» **Information shown**
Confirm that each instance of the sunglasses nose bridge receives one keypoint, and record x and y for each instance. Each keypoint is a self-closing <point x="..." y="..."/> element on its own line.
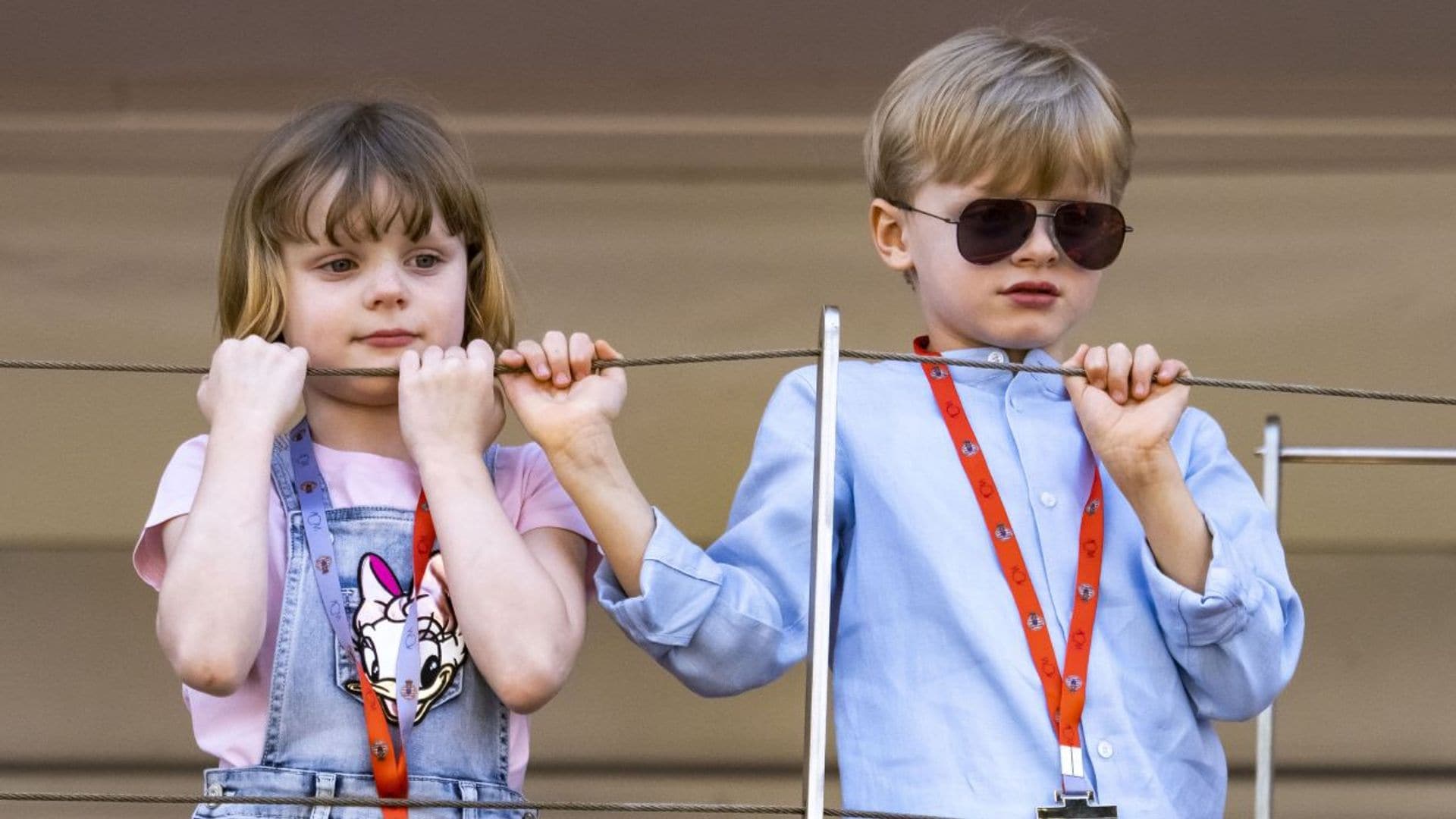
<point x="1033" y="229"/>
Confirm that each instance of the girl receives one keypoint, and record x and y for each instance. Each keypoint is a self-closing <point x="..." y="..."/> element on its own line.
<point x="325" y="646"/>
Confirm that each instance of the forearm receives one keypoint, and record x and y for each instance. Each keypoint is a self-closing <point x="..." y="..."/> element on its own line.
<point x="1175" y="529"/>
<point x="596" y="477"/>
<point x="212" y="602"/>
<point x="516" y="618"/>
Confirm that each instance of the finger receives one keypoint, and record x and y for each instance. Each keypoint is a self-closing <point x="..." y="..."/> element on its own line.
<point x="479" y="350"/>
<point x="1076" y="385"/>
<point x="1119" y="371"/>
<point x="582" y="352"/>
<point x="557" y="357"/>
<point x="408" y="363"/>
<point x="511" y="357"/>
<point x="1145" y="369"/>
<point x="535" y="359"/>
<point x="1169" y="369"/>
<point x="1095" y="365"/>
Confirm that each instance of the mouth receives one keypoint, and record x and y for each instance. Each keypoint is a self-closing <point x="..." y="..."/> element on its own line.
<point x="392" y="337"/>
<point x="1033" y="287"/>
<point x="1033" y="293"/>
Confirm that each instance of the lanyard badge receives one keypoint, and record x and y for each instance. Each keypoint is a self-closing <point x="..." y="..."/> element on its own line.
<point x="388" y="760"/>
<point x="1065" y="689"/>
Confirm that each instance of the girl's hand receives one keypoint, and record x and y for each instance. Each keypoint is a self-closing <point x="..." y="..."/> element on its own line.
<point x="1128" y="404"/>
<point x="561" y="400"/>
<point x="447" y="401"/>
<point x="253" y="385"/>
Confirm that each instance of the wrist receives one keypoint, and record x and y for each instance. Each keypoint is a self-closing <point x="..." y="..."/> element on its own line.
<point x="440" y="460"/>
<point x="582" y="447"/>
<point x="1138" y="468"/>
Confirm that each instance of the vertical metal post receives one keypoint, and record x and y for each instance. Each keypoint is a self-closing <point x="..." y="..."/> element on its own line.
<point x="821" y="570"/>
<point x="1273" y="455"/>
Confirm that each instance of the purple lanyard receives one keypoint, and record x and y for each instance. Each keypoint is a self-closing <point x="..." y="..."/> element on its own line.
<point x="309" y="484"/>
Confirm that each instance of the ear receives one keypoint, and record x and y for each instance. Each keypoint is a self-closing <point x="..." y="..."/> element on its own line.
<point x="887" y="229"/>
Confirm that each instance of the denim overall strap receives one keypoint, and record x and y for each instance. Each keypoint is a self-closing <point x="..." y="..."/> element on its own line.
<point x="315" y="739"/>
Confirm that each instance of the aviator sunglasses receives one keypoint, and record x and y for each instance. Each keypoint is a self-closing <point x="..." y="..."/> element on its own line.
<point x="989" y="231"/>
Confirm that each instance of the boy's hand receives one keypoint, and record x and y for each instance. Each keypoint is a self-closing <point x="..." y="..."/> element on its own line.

» **Given problem**
Restate the whole of the material word for word without the pictures.

» **Answer to the exercise**
Confirm that each instance of the sunglasses nose bridge receives one keypoint, and record x and y for each instance. Each keypoint is a self-closing <point x="..." y="..."/> element on its own line.
<point x="1033" y="229"/>
Confirm that each instance of the girl receives one keypoint, and record x and y for each instance. Each keypoint is a self-closing <point x="..." y="..."/> element on its own line.
<point x="325" y="646"/>
Confirm that each instance of the forearm receives one keypoint, and record x and y for each instance. Each keypoint is a self-closing <point x="..." y="..."/> element on its own line.
<point x="1175" y="529"/>
<point x="596" y="477"/>
<point x="212" y="602"/>
<point x="516" y="618"/>
Confirm that each instance of the finger receives one keypoint, and record x and y for each instance. Each keypoint is a self-closing <point x="..." y="..."/> element on its own line.
<point x="479" y="350"/>
<point x="1076" y="385"/>
<point x="1119" y="371"/>
<point x="582" y="352"/>
<point x="557" y="357"/>
<point x="408" y="363"/>
<point x="511" y="357"/>
<point x="1145" y="369"/>
<point x="535" y="359"/>
<point x="1169" y="369"/>
<point x="1095" y="365"/>
Confirm that each instance of the mouth receives one keypoint, and record x and y for each instance. Each keypoint is a self-closing <point x="..." y="..."/> element on its own line.
<point x="392" y="337"/>
<point x="1033" y="287"/>
<point x="1033" y="293"/>
Confirm that each instance of the lanyard badge receives one keypoint, and record x and y for each instance. Each keypoint is a self-closing <point x="..." y="..."/> element on its own line.
<point x="388" y="760"/>
<point x="1065" y="689"/>
Confirm that each instance of the girl's hand receives one keypoint, and record x and y for each instance. Each keypoint is a self-closing <point x="..." y="..."/> element on its own line.
<point x="1128" y="404"/>
<point x="561" y="400"/>
<point x="447" y="401"/>
<point x="253" y="385"/>
Confirm that each instance of the wrist receives one keypoint, and record x and y for each instance. Each keypoint is a self-closing <point x="..." y="..."/> element on its own line.
<point x="440" y="460"/>
<point x="582" y="447"/>
<point x="1138" y="468"/>
Confirm that each instance of the vertical metal post receives one keypoint, and record x and y for each instance. Each keypoint is a self-closing <point x="..." y="..."/> element on its own line.
<point x="821" y="570"/>
<point x="1273" y="455"/>
Confirm that each instance of the purple lanyard receives one keypoint, and record x and y for each instance. Each keypoint is a self-closing <point x="..." y="..."/> element on its own line.
<point x="309" y="484"/>
Confirm that each instance of the ear receives one keypoint, and record x and y for each instance. Each keypoint is a self-closing <point x="..." y="..."/> element on its own line.
<point x="887" y="229"/>
Confirm that each instance of the denim overall strap receives one keypoint, and record x and y for each instance. Each keypoint is a self-closing <point x="..." y="..."/> element on its own line.
<point x="315" y="739"/>
Confirm that each instance of the aviator sunglasses receives one keypoint, and record x and y for each instance. Each keypoint is a self-closing <point x="..." y="..."/> element on its own line.
<point x="989" y="231"/>
Confirm that each instance of the boy's hand receives one keypoint, and record x and y for each instance. Each keypoint is a self-closing <point x="..." y="..."/> element on its own line.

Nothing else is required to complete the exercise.